_Excerpt_
---------------

Spell TLS out on first use.

>   8) A protocol profile MAY further refine the definition of an
>   authorization identity by adding additional syntactic restrictions
>   and protocol-specific semantics. A protocol profile MUST specify the
>   form of the authorization identity (since it is protocol specific, as
>   opposed to the authentication identity, which is mechanism specific)
>   and how authorization identities are to be compared. Profiles whose
>   authorization identities are simple user names (e.g. IMAP [RFC 3501])
>   SHOULD use "SASLprep" profile [SASLprep] of the "stringprep"
>   algorithm [StringPrep] to prepare these names for matching. The
>   profiles MAY use a stringprep profile that is more strict than
>   SASLprep.
>
>   A protocol profile SHOULD NOT attempt to amend the definition of
>   mechanisms or make mechanism-specific encodings.  This breaks the
>   separation between protocol and mechanism that is fundamental to the
>   design of SASL. Likewise, SASL mechanisms SHOULD be profile neutral.

---------------

[Part of a data file]
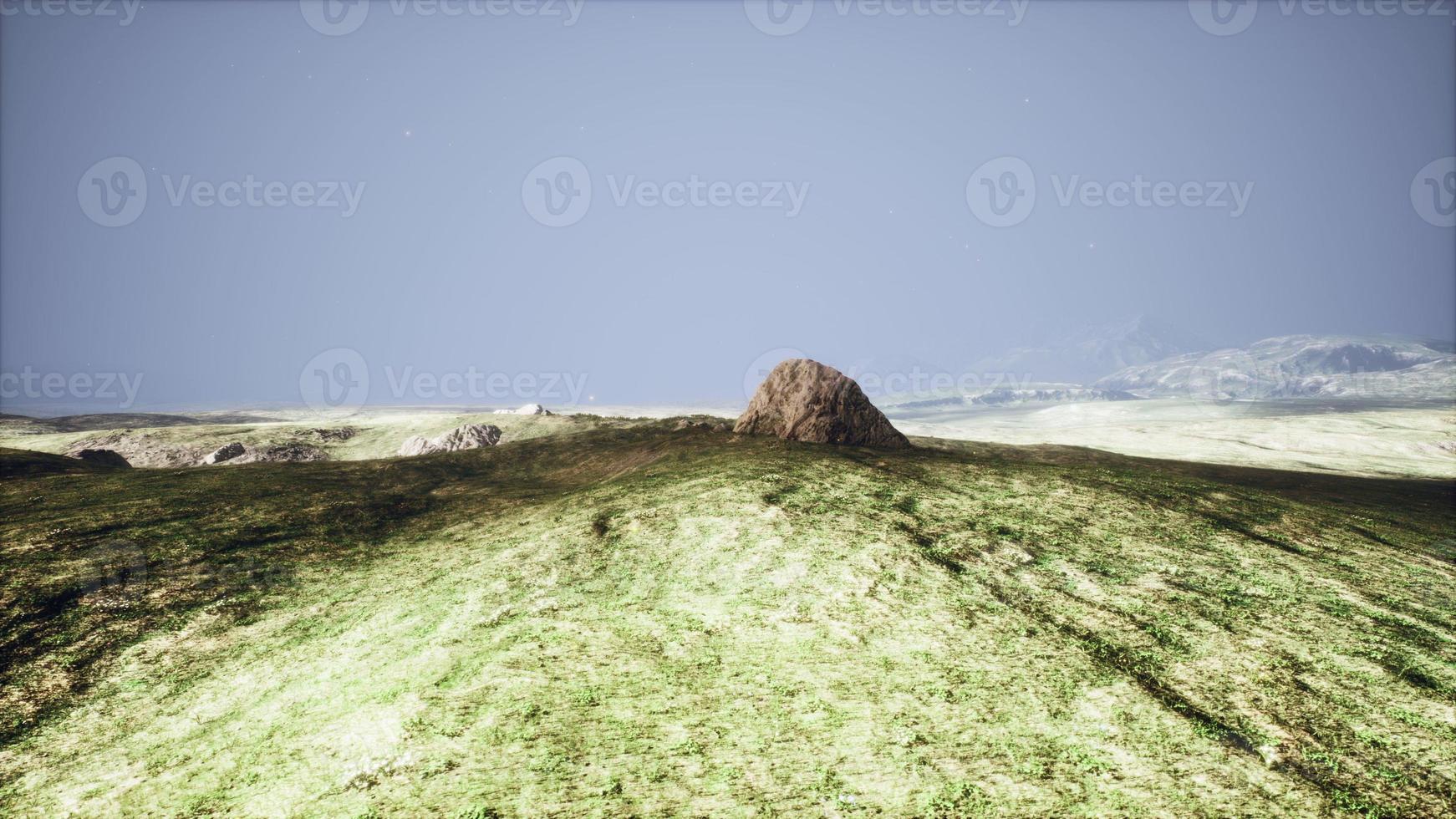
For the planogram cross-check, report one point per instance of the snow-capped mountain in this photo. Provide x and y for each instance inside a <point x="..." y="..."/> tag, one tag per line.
<point x="1091" y="353"/>
<point x="1289" y="367"/>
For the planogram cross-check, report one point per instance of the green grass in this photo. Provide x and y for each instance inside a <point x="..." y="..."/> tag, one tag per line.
<point x="624" y="618"/>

---------------

_Actions to take_
1 - Convert the stretch of the listing from the line containing "of the green" through the end of the listing into a JSON list of strings, one string per line, with blank lines left out.
2 - Carry on the excerpt about SASL protocol profiles from the point where it stops.

_Task answers_
1 -
[
  "For the planogram cross-check, report one point per instance of the green grass in this photo. Provide x and y for each instance inside a <point x=\"...\" y=\"...\"/> tag, one tag per line.",
  "<point x=\"624\" y=\"618\"/>"
]

2 -
>
>5.2.  Mechanism profile guidelines
>
>   Designers of new SASL mechanism should be aware of the following
>   issues:
>
>   1) Authorization identity.

Remove the "."

>   While some legacy mechanisms are incapable of transmitting an
>   authorization identity (which means that for these mechanisms the
>   authorization identity is always the empty string), newly defined
>   mechanisms SHOULD be capable of transmitting a non-empty
>   authorization identity. See also section 4.2.
>
>   2) Character string issues
>
>   Authentication mechanisms SHOULD encode character strings in UTF-8
>   [UTF-8] (see [CHARSET-POLICY] for IETF policy regarding character
>   sets in IETF protocols).  In order to avoid interoperability problems
>   due to differing normalizations, when a mechanisms specifies that
>   character data is to be used as input to a cryptographic and/or
>   comparison function, the mechanism specification MUST detail how the
>   data is to be represented, including any normalizations or other
>   preparations, to ensure proper function.  Designers of mechanisms
>   SHOULD use the "SASLprep" profile [SASLprep] of the "stringprep"
>   algorithm [StringPrep] where applicable.

excepting authzid

>   The preparation can be potentially performed on the client end (upon
>   getting user input or retrieving a value from configuration) or on
>   the server end (upon receiving the value from the client, retrieving
>   a value from its authentication database or generating a new value in
>   order to store in in the authentication database).  SASL mechanisms
>   must define which entity (or entities) must perform the preparation.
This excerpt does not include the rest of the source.